*SOURCE EXTRACT*.

# Road Atlanta WERA...



## AtlPikMan (Jun 30, 2009)

Went to Road Atlanta To shoot the WERA Jam. Here are a few shots. I think the shots are Fair, Nothing Spectacular. It was so HOT I just couldnt get it right. My hats of to those Sports Photogs that pan sportbikes, that was my first time. It was like shooting flies with a shotgun...

























\






MOAR!!!



























​


----------



## Hooligan Dan (Jun 30, 2009)

#4 is great.


----------



## WTF? (Jun 30, 2009)

looks like you arent too bad at the panning yourself.
what that guy doing in #3? hes just stopped in the middle of the road


----------



## TriniPhototakeoutta (Jun 30, 2009)

Very nice. You realy know how to using the panning technique. #4 is my favorite.


----------



## dwol (Jul 1, 2009)

love no. 4 and 5 shots, good capture of the movement


----------



## Fox_Racing_Guy (Jul 1, 2009)

They all look great to me, good job!:thumbup:
I hope to get some decent shots myself later this month @ Mid-Ohio.


----------



## JTG40cal (Jul 4, 2009)

Very cool! Not to hijack your thread, but here's one of the pics I got at Indy last year...






I could have used a stronger zoom and done a couple other things differently, but I was, and still am, very much a beginner.

Fox, you may appreciate some of these:


----------



## Dcrymes84 (Jul 4, 2009)

Good job awesome


----------



## polymoog (Jul 5, 2009)

Excellent panning shots 
	

	
	
		
		

		
		
	


	




 what camera/lens/settings were you using?


----------



## 2003protege (Jul 7, 2009)

Boo for threadjacking, JT. Those shots are good, but aren't really on par with the OP.


PikMan, those are some great shots .  I can see how the first three might not be spectacular, just par for the (professional) course, but the last two are really amazing, and the composition of the last is just awesome.  I love the angle you took. :thumbup: :thumbup:


----------



## JTG40cal (Jul 7, 2009)

2003protege said:


> Boo for threadjacking, JT. Those shots are good, but aren't really on par with the OP.

Raw records:
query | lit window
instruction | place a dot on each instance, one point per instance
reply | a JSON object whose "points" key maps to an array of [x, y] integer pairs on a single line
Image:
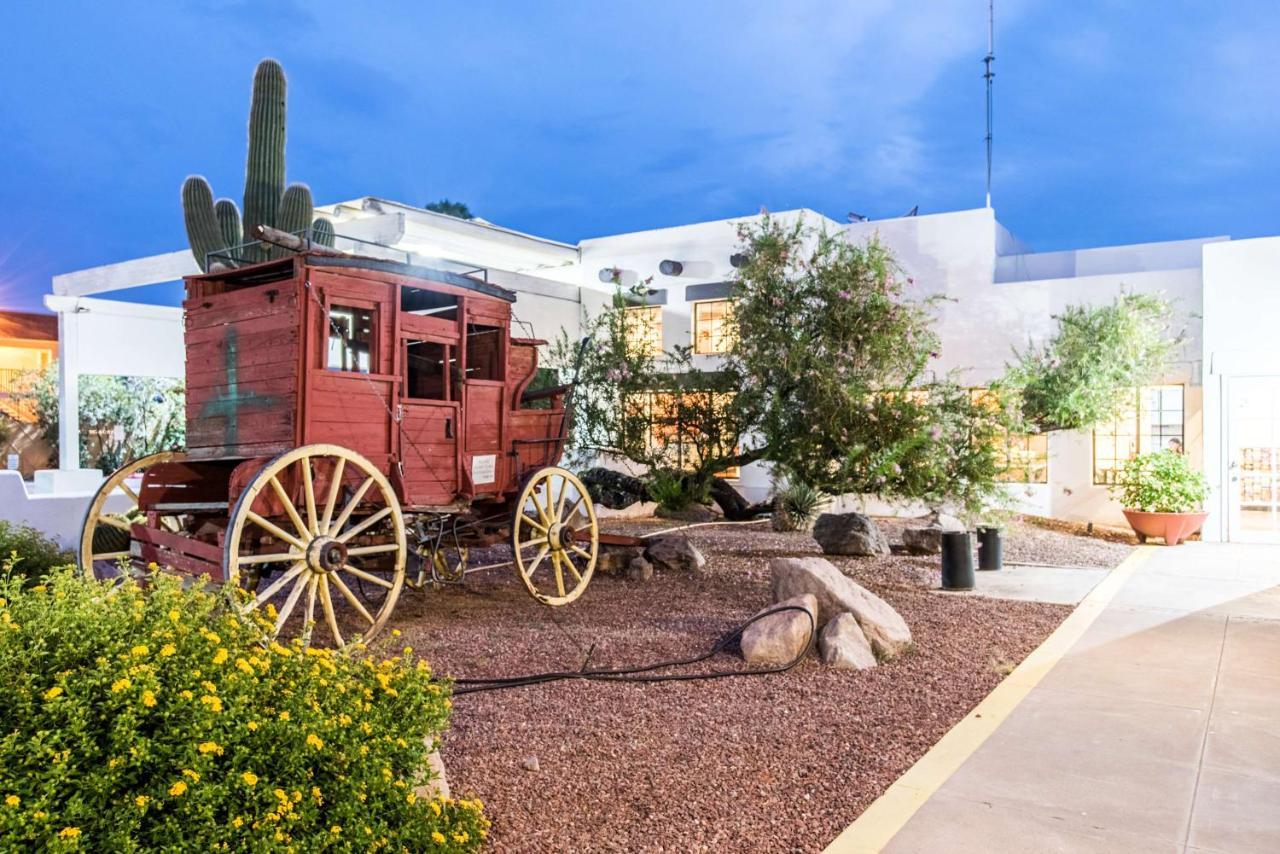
{"points": [[643, 327], [1153, 421], [1023, 457], [713, 327], [351, 339]]}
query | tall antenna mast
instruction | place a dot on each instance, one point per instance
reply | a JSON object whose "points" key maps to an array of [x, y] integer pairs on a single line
{"points": [[988, 76]]}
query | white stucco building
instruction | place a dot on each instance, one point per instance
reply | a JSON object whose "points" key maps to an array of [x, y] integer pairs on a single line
{"points": [[1220, 402]]}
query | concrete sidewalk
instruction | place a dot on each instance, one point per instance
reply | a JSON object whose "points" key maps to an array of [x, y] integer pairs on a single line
{"points": [[1157, 731]]}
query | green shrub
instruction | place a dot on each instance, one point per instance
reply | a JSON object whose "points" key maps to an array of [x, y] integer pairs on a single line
{"points": [[160, 721], [28, 552], [795, 507], [1161, 483]]}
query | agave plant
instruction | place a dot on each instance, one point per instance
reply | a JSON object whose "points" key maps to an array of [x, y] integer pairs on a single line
{"points": [[215, 227]]}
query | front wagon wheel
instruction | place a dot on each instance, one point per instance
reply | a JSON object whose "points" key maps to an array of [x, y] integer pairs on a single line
{"points": [[319, 524], [554, 537]]}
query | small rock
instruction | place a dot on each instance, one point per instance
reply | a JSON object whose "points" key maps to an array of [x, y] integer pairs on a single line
{"points": [[781, 638], [922, 540], [615, 560], [437, 785], [836, 593], [844, 645], [850, 534], [675, 553], [640, 569]]}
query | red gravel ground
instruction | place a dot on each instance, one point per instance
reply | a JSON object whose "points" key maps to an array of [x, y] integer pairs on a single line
{"points": [[778, 762]]}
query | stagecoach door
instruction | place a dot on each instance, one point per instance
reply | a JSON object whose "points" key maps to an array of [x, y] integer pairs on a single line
{"points": [[484, 371]]}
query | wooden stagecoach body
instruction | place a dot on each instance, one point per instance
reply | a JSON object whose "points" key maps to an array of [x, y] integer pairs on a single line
{"points": [[316, 383]]}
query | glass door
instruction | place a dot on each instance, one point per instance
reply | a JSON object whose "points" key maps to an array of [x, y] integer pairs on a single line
{"points": [[1253, 427]]}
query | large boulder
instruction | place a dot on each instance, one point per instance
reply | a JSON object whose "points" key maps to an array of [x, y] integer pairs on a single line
{"points": [[836, 593], [675, 553], [850, 534], [781, 638], [844, 645]]}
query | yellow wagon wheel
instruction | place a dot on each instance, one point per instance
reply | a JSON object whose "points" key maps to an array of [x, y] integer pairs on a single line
{"points": [[319, 523], [554, 537], [105, 534]]}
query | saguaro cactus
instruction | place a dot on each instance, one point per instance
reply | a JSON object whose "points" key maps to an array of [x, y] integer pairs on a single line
{"points": [[216, 227]]}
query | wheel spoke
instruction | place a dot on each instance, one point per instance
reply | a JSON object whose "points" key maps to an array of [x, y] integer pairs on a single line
{"points": [[287, 608], [270, 528], [327, 601], [332, 501], [274, 557], [309, 494], [373, 549], [274, 587], [382, 514], [560, 574], [366, 576], [288, 507], [351, 506], [351, 597]]}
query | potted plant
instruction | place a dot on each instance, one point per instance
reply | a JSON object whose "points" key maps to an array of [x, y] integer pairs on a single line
{"points": [[1162, 496]]}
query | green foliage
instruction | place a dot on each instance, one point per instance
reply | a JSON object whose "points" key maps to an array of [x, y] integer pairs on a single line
{"points": [[451, 209], [1087, 371], [122, 418], [1161, 482], [27, 552], [161, 721], [796, 506], [833, 357], [215, 227]]}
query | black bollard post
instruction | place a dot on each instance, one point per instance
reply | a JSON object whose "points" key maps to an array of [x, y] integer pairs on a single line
{"points": [[991, 548], [956, 561]]}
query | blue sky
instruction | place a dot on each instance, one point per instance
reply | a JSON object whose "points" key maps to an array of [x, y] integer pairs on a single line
{"points": [[1115, 122]]}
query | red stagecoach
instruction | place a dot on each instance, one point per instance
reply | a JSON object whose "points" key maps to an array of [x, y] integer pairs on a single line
{"points": [[348, 418]]}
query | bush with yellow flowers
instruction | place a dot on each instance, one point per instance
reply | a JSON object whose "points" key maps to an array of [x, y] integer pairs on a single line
{"points": [[160, 720]]}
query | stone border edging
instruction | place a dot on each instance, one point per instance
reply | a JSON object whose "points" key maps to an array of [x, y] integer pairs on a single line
{"points": [[881, 822]]}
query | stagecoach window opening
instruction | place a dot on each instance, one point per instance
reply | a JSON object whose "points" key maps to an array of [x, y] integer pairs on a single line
{"points": [[484, 352], [426, 370], [351, 338], [429, 304]]}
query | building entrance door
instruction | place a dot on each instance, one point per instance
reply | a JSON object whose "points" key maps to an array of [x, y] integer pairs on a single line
{"points": [[1253, 483]]}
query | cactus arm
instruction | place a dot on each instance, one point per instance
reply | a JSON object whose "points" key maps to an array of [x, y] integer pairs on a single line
{"points": [[197, 210], [321, 232], [228, 224], [264, 168]]}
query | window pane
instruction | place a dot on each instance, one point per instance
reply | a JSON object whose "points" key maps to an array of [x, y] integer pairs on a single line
{"points": [[713, 327], [644, 329], [351, 338], [425, 370], [484, 352]]}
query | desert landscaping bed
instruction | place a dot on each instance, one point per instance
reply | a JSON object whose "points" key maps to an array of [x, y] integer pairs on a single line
{"points": [[782, 761]]}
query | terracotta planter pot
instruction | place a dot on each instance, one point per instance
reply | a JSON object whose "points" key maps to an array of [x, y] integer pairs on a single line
{"points": [[1174, 528]]}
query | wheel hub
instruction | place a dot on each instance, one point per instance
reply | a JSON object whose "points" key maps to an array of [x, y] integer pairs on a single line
{"points": [[325, 555]]}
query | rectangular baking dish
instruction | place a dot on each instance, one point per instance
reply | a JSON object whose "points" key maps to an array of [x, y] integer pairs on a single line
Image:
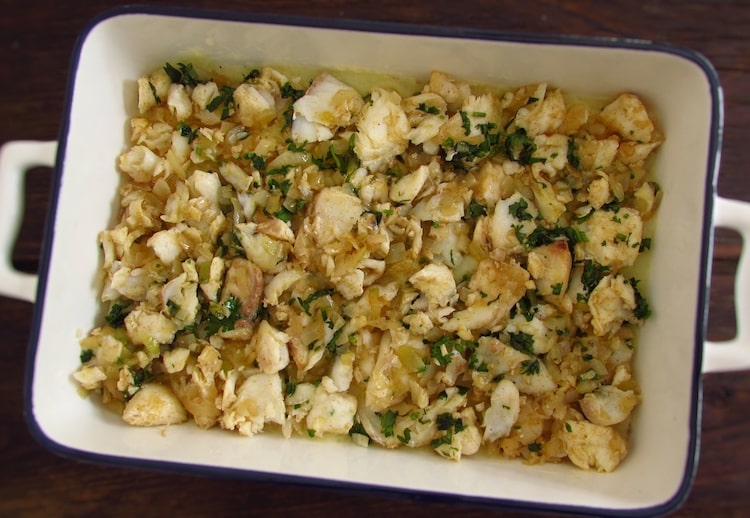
{"points": [[122, 45]]}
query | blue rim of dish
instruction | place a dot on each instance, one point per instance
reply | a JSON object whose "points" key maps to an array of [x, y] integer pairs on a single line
{"points": [[717, 118]]}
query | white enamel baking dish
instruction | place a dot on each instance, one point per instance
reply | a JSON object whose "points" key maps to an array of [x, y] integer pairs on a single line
{"points": [[122, 45]]}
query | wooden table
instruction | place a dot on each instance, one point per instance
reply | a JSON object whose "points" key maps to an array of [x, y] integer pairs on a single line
{"points": [[36, 41]]}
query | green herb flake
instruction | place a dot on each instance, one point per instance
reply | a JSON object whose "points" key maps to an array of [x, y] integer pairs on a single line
{"points": [[387, 421], [224, 316], [530, 367]]}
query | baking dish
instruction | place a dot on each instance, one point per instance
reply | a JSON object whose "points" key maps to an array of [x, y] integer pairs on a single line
{"points": [[680, 86]]}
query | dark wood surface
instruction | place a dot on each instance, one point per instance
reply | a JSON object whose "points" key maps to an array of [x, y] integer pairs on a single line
{"points": [[36, 42]]}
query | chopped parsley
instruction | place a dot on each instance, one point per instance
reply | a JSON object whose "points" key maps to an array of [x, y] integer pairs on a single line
{"points": [[387, 421], [442, 350], [86, 355], [186, 131], [117, 313], [521, 341], [183, 74], [225, 99], [642, 310]]}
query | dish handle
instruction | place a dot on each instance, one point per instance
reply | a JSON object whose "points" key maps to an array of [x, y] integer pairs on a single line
{"points": [[733, 354], [16, 158]]}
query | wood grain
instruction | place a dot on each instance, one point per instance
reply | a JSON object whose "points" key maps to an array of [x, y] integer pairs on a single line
{"points": [[36, 41]]}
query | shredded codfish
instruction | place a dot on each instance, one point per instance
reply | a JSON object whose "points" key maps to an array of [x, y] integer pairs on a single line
{"points": [[449, 270]]}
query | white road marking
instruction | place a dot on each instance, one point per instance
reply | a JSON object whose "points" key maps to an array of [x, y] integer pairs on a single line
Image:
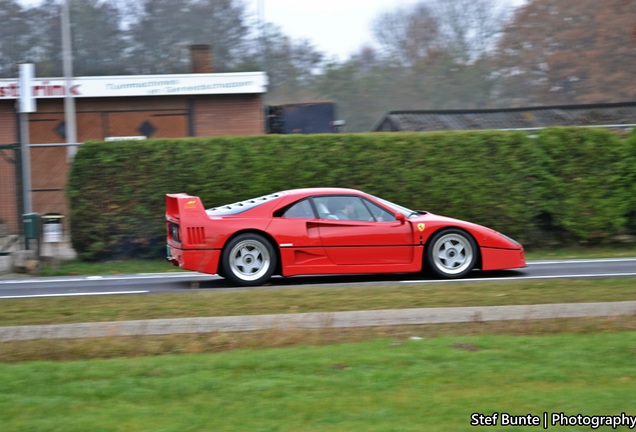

*WRITTEN REQUEST*. From the Road Atlanta thread, set down word for word the passage that begins with "## JTG40cal (Jul 4, 2009)" and stops after "much a beginner.".

*RESPONSE TO THIS EXERCISE*.
## JTG40cal (Jul 4, 2009)

Very cool! Not to hijack your thread, but here's one of the pics I got at Indy last year...






I could have used a stronger zoom and done a couple other things differently, but I was, and still am, very much a beginner.